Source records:
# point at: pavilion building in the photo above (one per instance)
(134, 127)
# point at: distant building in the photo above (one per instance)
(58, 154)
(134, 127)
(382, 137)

--- Exercise objective ---
Format every line of the items above as a JSON list of strings, with one string per line and no blank lines.

--- Response below ---
[
  "# point at: pavilion building in the photo above (one per instance)",
  "(134, 127)",
  "# point at: distant building in the photo above (one per instance)",
  "(58, 154)",
  "(134, 127)",
  "(382, 137)"
]